Tâches à réaliser:
1 - Recopiez le passage de l'extrait sur Chalandon compris entre « Le Petit Bonzi » et « entamer la vengeance. », ces deux segments inclus.
2 - D'après l'extrait sur Chalandon, quel était le défaut majeur du Petit Bonzi ?
3 - Poursuivez l'extrait sur Chalandon à partir de sa dernière phrase.
::: Extrait proposé :::
Le Petit Bonzi avait pour défaut majeur le bégaiement. Celui que Chalandon avait lui aussi enfant. Jules Bonneau, dit la Teigne, a comme défaut majeur l’envie de sauver sa peau, une envie que Chalandon a eue probablement lors des crises de violence de son père. « Tout ce que j’écris, je le vis. Je n’ai pas envie de faire pleurer ou qu’on me plaigne, je veux partager ce que ressent ce gamin » dit Chalandon. Partager à nouveau les blessures occasionnées par l’absence d’amour, l’avilissement d’enfants qui n’ont comme défaut majeur que d’être nés du mauvais côté de la société. Dire cette souffrance extrême et entamer la vengeance.
::: Section des données :::
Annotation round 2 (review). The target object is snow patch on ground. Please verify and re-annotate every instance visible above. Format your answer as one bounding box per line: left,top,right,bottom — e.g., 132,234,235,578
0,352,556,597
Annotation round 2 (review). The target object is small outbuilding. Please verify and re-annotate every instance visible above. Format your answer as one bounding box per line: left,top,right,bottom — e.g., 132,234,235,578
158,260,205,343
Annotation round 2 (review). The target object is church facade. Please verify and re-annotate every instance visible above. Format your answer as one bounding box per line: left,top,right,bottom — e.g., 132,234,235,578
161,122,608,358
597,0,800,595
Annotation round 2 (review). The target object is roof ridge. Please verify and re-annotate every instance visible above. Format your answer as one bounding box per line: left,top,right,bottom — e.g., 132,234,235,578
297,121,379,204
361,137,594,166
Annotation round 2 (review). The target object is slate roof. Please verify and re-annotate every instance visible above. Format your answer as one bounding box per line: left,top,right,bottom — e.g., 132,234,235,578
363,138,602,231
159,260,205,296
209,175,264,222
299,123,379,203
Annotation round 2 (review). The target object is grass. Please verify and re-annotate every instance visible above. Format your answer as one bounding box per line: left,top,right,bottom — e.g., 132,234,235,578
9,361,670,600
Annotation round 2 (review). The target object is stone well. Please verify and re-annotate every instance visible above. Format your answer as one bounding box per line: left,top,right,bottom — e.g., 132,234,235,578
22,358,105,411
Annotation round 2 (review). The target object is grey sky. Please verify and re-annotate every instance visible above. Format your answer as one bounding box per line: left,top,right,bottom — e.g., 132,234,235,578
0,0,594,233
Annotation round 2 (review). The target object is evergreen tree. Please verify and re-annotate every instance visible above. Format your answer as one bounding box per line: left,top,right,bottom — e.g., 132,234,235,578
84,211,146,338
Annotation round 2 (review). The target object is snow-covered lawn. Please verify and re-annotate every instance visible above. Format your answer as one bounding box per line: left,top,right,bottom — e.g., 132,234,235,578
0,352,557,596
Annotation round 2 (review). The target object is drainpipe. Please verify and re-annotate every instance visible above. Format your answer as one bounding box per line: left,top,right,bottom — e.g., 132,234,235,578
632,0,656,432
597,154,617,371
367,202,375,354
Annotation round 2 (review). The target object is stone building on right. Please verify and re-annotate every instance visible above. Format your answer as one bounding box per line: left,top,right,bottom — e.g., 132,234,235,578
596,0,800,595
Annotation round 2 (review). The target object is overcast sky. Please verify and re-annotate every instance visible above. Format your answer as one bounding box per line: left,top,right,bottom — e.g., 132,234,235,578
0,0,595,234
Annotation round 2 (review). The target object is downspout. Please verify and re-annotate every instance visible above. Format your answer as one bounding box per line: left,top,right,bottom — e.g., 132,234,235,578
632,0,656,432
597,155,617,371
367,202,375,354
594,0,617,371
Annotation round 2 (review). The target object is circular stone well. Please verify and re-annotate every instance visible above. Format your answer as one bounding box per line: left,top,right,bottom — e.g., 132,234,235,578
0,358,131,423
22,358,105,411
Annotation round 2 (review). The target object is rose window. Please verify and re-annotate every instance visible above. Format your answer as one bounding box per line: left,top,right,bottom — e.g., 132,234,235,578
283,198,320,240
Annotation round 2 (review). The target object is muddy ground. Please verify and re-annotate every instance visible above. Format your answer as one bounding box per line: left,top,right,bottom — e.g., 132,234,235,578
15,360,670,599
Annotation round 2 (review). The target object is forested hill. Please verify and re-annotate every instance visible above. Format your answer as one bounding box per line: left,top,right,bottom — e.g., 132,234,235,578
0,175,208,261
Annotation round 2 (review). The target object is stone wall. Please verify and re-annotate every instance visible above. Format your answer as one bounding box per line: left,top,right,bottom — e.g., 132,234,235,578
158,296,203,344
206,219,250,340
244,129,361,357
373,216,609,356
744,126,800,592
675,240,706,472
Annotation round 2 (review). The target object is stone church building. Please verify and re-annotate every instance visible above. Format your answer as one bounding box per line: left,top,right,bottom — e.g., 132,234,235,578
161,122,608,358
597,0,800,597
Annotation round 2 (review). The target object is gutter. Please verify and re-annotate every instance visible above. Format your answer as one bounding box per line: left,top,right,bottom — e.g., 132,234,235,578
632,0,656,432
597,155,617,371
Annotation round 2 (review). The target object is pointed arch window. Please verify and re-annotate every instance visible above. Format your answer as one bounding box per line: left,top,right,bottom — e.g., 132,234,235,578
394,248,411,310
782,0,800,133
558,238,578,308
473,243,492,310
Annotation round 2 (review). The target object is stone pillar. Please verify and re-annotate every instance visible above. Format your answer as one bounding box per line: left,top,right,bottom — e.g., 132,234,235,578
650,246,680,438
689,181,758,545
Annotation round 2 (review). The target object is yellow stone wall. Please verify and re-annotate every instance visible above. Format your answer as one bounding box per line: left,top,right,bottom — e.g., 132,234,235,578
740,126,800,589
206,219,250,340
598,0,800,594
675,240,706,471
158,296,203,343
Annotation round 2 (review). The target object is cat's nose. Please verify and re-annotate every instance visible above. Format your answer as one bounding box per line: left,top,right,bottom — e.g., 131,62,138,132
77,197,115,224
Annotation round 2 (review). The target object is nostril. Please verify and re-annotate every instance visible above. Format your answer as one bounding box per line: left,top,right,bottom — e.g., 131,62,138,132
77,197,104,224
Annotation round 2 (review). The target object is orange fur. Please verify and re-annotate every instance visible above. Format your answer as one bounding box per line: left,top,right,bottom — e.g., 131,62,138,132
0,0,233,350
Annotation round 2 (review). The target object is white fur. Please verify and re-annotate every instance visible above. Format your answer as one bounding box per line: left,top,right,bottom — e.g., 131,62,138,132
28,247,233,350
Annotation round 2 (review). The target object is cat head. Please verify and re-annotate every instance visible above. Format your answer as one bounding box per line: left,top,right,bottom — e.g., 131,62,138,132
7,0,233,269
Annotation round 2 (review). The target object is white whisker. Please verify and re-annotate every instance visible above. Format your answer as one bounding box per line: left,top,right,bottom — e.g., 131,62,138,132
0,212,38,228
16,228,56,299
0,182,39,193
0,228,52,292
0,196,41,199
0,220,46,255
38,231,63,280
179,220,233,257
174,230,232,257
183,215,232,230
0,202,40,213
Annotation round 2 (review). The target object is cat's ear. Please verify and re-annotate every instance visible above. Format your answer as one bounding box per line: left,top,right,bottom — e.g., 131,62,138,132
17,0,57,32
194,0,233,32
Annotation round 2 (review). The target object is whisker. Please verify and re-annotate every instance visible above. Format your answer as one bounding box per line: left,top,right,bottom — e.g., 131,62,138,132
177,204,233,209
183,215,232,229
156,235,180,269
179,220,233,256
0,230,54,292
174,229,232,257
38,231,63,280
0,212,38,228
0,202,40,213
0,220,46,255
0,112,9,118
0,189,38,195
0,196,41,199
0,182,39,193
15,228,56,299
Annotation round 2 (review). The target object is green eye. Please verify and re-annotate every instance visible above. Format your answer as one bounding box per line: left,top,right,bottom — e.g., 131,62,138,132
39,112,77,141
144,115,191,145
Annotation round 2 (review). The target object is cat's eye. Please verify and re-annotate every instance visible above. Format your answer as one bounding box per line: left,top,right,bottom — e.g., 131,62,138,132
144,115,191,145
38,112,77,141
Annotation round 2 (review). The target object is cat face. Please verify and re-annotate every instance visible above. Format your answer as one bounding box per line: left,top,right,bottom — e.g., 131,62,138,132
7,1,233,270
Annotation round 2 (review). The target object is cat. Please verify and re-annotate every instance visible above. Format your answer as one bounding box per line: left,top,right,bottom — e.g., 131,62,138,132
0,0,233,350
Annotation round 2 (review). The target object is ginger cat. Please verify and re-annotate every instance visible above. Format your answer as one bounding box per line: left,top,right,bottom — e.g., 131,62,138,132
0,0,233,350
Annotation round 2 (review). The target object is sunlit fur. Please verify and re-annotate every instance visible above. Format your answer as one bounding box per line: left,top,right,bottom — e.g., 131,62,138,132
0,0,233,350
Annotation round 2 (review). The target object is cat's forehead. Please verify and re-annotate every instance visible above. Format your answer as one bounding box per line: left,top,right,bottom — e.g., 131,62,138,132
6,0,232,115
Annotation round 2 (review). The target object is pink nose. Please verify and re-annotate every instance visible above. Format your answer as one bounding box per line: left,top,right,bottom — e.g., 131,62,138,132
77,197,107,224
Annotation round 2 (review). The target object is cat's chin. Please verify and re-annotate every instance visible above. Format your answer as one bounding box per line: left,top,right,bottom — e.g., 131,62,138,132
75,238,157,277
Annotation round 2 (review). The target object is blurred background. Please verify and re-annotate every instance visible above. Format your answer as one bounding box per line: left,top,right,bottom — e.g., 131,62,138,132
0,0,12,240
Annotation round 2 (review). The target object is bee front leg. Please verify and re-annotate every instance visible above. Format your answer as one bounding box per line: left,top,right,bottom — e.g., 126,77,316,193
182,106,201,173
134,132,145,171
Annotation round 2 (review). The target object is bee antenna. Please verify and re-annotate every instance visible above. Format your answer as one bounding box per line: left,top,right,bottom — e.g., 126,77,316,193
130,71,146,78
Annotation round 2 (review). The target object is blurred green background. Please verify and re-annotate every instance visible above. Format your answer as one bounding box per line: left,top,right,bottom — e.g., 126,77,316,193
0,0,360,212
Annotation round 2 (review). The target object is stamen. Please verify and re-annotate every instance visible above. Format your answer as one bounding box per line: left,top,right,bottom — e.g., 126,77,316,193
:::
Corrigé de l'exercice:
1 -
Le Petit Bonzi avait pour défaut majeur le bégaiement. Celui que Chalandon avait lui aussi enfant. Jules Bonneau, dit la Teigne, a comme défaut majeur l’envie de sauver sa peau, une envie que Chalandon a eue probablement lors des crises de violence de son père. « Tout ce que j’écris, je le vis. Je n’ai pas envie de faire pleurer ou qu’on me plaigne, je veux partager ce que ressent ce gamin » dit Chalandon. Partager à nouveau les blessures occasionnées par l’absence d’amour, l’avilissement d’enfants qui n’ont comme défaut majeur que d’être nés du mauvais côté de la société. Dire cette souffrance extrême et entamer la vengeance.

2 - Le bégaiement.

3 -
Le partage des blessures a en effet chez Chalandon, un pendant : celui de la vengeance, de la résistance. On peut appeler cela aussi la Justice. Le besoin de Julien est terrible, à la hauteur des sévices subis. Il répond au sang par le sang. Aux coups par les coups. Mais cette vengeance est un rêve, un exutoire, une manière de quitter la réalité sordide et de s’imaginer, un moment, plus fort, plus aimé que l’on ne l’est en réalité. Comme le héros du Jour d’avant qui voulait punir les Houillères, Julien va vouloir punir tous ces garde-chiourmes appelés honteusement « moniteurs », ces petits potentats locaux, ce prêtre qui rêve de Rome. En rêve vraiment ? En réalité plutôt ? Julien n’est pas un Saint. Comment peut-on l’être après avoir subi tant de haine et n’avoir pour seule trace d’affection qu’un ruban de soie accroché à son poignet d’enfant par sa maman ? Il n’est pas un ange et il n’en est que plus attachant, plus vrai.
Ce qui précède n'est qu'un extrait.